With Federer clearly struggling to move with his usual grace, he somehow forced a tiebreak but when 6-3 down in it his hopes of making the semi-finals appeared to be over. Yet the 38-year-old somehow clung on, with a combination of brilliant play and Sandgren's nerves keeping the match alive, with three more match points passing him by.
A rasping serve from Sandgren gave him his seventh match point of the match, but once again he was tentative in the following exchanges, allowing Federer off the hook. The Swiss then forced a mini-break and his first set point, which he seized.
Christopher Clarey of the New York Times summed up an incredible spell of tennis:
Christopher Clarey @christophclarey
Federer saved 1st 3 match points serving at 4-5 in 4th set as Sandgren hit groundstrokes in net Fed saved next 4 in TB, which Sandgren led 6-3. Fed saved 4 & 5 as Sandgren hit BHs in net. Fed saved 6 with a combination of passing shots, 7 as Sandgren missed a BH chip approach https://t.co/DloFYPAkb8
Per The Tennis Podcast, both men were struggling to grasp their opportunities when they surfaced:
At the end of the fourth set, Federer was able to find some fluency in his movement again, which transferred into the fifth against a noticeably dejected Sandgren.

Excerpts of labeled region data
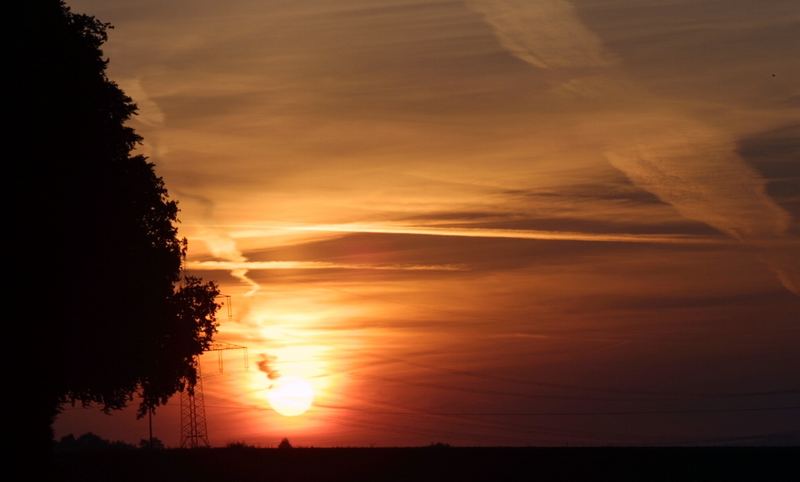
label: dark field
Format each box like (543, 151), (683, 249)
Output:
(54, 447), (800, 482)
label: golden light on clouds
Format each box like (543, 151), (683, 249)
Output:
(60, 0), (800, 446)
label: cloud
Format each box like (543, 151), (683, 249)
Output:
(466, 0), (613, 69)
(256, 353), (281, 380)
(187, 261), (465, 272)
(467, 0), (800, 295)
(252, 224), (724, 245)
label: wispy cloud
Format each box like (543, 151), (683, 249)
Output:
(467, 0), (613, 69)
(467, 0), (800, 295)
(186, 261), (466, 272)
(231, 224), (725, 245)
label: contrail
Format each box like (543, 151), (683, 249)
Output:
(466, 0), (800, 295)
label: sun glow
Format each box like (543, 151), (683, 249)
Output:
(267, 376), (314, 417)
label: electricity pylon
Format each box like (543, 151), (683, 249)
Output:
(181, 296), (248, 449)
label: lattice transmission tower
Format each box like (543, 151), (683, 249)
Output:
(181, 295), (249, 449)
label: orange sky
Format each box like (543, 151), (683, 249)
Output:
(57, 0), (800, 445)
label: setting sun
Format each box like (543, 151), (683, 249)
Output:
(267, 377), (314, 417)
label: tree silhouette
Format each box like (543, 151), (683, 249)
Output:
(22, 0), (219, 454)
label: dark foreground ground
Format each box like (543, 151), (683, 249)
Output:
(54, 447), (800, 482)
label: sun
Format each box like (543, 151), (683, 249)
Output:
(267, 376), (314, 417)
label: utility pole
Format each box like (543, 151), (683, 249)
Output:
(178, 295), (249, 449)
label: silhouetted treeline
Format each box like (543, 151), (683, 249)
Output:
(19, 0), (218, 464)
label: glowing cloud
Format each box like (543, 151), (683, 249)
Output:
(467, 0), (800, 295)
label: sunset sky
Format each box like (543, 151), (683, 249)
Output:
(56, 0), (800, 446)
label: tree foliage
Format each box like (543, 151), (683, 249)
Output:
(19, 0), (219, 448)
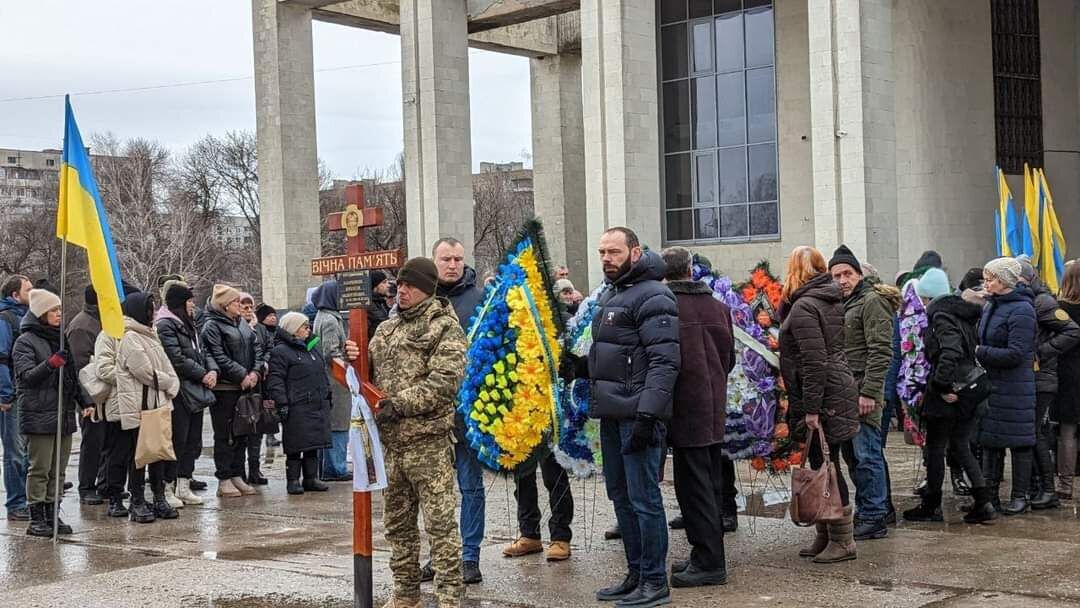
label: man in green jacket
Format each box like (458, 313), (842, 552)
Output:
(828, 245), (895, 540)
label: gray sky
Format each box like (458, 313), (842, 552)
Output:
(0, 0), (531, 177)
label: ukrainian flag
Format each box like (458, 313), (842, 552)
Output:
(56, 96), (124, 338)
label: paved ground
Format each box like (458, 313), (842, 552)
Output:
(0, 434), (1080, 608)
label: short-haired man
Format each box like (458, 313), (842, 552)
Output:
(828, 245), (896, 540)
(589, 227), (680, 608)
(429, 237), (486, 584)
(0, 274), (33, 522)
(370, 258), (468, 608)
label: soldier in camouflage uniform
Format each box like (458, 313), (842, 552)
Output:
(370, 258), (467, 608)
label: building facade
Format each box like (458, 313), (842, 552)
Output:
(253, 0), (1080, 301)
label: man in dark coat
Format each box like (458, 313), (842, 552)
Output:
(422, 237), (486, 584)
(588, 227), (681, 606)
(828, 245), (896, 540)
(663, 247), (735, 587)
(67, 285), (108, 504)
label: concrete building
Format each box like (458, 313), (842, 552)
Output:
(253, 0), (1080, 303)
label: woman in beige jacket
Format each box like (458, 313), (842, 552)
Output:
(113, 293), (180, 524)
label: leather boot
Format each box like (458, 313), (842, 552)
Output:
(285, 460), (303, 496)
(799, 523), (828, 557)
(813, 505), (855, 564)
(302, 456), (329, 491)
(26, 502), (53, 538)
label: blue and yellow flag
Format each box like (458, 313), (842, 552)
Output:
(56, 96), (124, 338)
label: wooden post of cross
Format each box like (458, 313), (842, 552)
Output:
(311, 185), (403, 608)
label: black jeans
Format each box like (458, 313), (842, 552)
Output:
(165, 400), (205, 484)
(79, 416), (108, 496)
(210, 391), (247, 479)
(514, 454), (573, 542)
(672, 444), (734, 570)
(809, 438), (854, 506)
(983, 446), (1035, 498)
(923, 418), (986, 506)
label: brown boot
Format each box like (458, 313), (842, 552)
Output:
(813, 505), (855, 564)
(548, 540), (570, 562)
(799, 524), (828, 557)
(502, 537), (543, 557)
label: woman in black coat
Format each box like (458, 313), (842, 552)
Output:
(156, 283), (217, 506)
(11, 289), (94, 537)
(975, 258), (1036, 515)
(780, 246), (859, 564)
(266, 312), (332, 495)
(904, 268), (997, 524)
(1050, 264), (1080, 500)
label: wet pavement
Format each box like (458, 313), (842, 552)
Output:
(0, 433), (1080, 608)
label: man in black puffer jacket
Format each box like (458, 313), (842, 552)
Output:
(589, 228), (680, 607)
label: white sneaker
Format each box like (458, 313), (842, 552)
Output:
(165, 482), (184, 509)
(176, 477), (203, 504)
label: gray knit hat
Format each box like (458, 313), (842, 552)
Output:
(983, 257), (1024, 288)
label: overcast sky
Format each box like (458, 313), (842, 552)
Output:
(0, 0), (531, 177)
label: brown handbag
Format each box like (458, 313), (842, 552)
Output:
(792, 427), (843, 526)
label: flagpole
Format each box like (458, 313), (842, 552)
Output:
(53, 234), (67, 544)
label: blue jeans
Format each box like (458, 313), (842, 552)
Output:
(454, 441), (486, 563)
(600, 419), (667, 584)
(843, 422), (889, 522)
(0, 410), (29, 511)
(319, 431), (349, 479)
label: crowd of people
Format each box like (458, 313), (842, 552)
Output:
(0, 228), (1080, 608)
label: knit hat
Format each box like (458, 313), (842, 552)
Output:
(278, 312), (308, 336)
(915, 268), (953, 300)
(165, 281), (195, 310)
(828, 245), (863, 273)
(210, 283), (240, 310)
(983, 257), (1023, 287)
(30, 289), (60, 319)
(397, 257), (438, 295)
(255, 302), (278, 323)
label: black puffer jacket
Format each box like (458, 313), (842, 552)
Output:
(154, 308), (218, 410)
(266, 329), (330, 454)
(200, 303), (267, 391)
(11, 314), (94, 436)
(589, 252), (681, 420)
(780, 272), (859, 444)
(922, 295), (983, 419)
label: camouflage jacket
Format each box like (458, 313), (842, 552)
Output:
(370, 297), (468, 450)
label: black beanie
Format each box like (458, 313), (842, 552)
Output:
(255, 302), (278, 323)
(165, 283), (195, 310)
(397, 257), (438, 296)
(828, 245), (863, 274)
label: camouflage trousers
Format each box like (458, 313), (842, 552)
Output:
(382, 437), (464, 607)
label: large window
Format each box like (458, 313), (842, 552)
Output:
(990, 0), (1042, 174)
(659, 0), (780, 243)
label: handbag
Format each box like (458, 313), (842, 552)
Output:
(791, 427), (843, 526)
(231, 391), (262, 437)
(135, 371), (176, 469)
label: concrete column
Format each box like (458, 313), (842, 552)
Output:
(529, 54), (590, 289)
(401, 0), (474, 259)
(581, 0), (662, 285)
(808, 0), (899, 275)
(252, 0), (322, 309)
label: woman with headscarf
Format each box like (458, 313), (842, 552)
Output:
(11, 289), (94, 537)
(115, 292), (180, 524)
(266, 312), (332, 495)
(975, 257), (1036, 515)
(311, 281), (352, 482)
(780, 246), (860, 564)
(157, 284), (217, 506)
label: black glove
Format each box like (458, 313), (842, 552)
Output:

◆ **REQUIREMENTS**
**A)** Reproduce the match report, starting with "With Federer clearly" and going on through "passing him by.".
**B)** According to the match report, what kept the match going after Federer fell behind 6-3 in the fourth-set tiebreak?
Rely only on the match report when responding.

◆ **ANSWERS FOR THE TASKS**
**A)**
With Federer clearly struggling to move with his usual grace, he somehow forced a tiebreak but when 6-3 down in it his hopes of making the semi-finals appeared to be over. Yet the 38-year-old somehow clung on, with a combination of brilliant play and Sandgren's nerves keeping the match alive, with three more match points passing him by.

**B)** A combination of Federer's brilliant play and Sandgren's nerves kept the match alive. As a result, three more match points passed Sandgren by.